-- BEGIN Input --

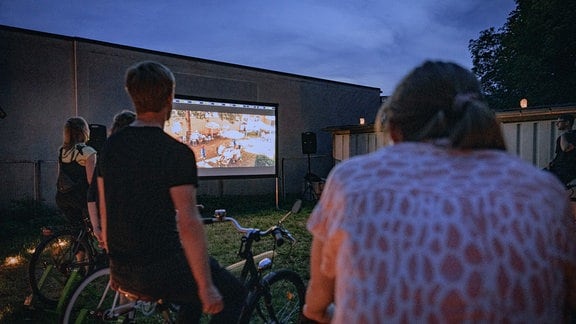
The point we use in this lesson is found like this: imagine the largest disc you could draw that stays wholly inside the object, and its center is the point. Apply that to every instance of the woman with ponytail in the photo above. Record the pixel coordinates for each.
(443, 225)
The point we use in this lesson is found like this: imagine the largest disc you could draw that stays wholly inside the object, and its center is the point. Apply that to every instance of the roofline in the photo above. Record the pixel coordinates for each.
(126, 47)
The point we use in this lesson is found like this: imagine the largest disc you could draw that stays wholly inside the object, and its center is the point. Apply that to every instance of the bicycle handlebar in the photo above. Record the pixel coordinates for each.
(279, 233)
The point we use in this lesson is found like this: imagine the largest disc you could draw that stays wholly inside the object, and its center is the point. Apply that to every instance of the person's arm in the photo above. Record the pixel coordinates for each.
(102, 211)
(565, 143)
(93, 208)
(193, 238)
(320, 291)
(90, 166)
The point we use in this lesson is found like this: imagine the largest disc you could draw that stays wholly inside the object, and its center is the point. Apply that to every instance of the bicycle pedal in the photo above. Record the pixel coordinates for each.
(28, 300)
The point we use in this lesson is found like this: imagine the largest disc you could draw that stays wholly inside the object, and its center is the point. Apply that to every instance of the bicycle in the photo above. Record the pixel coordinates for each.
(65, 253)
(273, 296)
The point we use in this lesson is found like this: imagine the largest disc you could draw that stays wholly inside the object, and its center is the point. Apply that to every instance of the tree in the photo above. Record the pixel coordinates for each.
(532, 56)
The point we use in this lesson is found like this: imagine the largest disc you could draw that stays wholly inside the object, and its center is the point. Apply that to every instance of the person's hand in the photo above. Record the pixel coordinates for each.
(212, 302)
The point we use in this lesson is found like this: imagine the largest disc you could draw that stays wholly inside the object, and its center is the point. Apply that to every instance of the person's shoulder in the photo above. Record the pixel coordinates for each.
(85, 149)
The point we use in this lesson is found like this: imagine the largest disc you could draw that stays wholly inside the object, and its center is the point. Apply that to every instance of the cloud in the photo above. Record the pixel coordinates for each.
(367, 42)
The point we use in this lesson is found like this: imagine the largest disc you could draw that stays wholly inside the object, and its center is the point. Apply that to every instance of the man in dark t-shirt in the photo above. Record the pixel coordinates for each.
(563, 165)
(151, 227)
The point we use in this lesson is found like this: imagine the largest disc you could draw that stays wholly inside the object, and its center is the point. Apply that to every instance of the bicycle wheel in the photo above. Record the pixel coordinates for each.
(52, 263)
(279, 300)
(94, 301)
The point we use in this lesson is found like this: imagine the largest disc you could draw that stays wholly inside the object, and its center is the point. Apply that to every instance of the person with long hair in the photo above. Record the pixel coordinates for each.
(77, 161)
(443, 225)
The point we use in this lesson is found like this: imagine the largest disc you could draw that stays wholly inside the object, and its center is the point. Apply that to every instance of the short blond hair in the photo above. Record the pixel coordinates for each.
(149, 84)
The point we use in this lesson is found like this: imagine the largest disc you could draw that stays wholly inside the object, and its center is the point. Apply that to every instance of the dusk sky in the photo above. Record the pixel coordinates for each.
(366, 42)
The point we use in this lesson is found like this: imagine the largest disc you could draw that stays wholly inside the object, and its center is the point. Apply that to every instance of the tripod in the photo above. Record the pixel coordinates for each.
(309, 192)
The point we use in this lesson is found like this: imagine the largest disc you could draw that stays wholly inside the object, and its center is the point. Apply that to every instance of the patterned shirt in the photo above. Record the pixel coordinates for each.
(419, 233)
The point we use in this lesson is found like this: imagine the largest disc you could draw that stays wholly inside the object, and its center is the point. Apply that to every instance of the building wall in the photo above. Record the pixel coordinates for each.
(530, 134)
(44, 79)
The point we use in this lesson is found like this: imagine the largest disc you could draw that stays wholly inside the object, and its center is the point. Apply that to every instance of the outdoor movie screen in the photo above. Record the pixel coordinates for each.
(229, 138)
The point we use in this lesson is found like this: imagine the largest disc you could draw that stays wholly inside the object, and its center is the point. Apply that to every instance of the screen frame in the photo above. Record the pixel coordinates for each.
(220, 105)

-- END Input --

_Task details_. Write out each line again precisely as it appears, skipping every picture.

_Response_.
The point we use in this lesson is found like this: imagine the largest disc you could draw that stays wholly inside the object, and its center is the point. Apply that to every instance of the woman with ponytail in the photo above. Record the pixel coordinates for each.
(443, 225)
The point we use in this lesson is found like this: imagine the largest disc you could draw that stays wholly inside the object, and its center is the point. Apply that to every instance of the roofline in the photo above. Record the pixel coordinates for each.
(126, 47)
The point we use in this lesson is found like this: imagine the largest disc you could draw that stays wholly inside the object, and its center is the point. Apply that to every instance of the bicycle handlebar in the photo above. Record the pixel coordinates for each.
(279, 233)
The point we use in this lesson is found like this: imagine the largest disc you could draw that stays wholly inside the object, and its center is the point. Apply that to every instance of the person's arm in the photo above. Record the pixel coordinates for each.
(102, 211)
(565, 143)
(93, 208)
(193, 238)
(320, 291)
(90, 166)
The point we use in this lesson is found like this: imagine the largest disc you could draw that stays wholly inside the object, and its center is the point. Apply that to every instance of the bicycle pedal in the photo above. Record the pixel coordinates for each.
(28, 300)
The point we use in this lesson is found like this: imagine the largest disc you could draw that stays wholly inside the object, and its center is the point. Apply that to every instance of the bicycle in the photo above. Record the pixel coordinates for each.
(65, 253)
(273, 296)
The point we use in this lesson is found like this: imagine the largest disc you could draw that stays wholly inside the object, and its center is the point. Apply that to every instance of the tree in the photo above. Record the pixel coordinates for each.
(532, 56)
The point we use in this lesson is found like this: imagine the largest disc you could draw that stays wholly inside the object, and its center is the point. Apply that to every instance of the person's hand in the photo above. Record the pixel coordinates for each.
(212, 302)
The point we use in this lesson is found like this: imagine the largest disc you could draw that stays wholly inside the object, and its center is the point. Apply that to every instance of the person's shoulder in the photo above. Record the pixel coordinates for each.
(85, 149)
The point we use in this lesson is found like this: imagine the largest disc you could draw that stays wholly inside the object, and its center is the point. Apply that to every instance of the cloud in the photo above. Record the pixel coordinates for each.
(367, 42)
The point we use in this lesson is found like this: imagine the largest disc you could draw that stays wholly inside the object, and its center is the point. Apply that to every instance of the man in dark t-shirt in the photo above. Record the pixel coordinates for each.
(563, 165)
(151, 227)
The point we use in this lesson is found like this: imagine the largest disc you could draw that stays wholly inside the object, and its center is the point. Apply that to every instance of the bicycle wheel in the photo above. Record the pixel coordinates for each.
(52, 263)
(279, 300)
(94, 301)
The point we use in this lesson is found like this: imagine the largest disc you could draw that stays wholly inside the object, and its center is the point. Apply that to every instance of the person with long hair in the photo above. Record the pixel coordinates for each.
(77, 161)
(443, 225)
The point we use in this lesson is found like this: imagine the largest disc you could draw that stays wholly inside the object, and its center is the point. Apply that to every instance of the short blond hair in the photo above. Record the pixel coordinates for each.
(149, 84)
The point we use in this lesson is found like this: imagine the largest disc you could draw that stays wholly inside the object, and its center is the point. Apply that to every instance of the dusk sky in the photo above. Record the pixel coordinates for each.
(366, 42)
The point we use in this lesson is found like this: imagine the largest disc you could draw that stays wholly inside the object, and its center is the point. Apply that to every instance of the tripod in the photo above. Record the pixel coordinates for each.
(309, 192)
The point we use in this lesson is found like this: imagine the largest disc you could draw that stays wholly inside the object, and its center is the point. Apply that to every instance of the patterned shirt in the photo above. Record the pixel coordinates for each.
(419, 233)
The point we use in this lesson is found like this: imagine the largest disc you could draw that stays wholly inside the object, and its center is the point. Apply that to every instance of the building wall in the photo above. Record the pixel coordinates for each.
(530, 134)
(44, 79)
The point we use in this lesson is found like this: imagine the largest disc you could draw that stays wholly inside the object, and its center is the point. Apply that to every instance of the outdoor movie screen in the photo above. Record the pixel coordinates for each.
(229, 138)
The point we use in this lesson is found like this: imagine the largest disc you could draw that stays wholly inside the object, and its center is the point. Apply that to every instance of the screen frame in the photo above. Record the pixel coordinates for each.
(220, 105)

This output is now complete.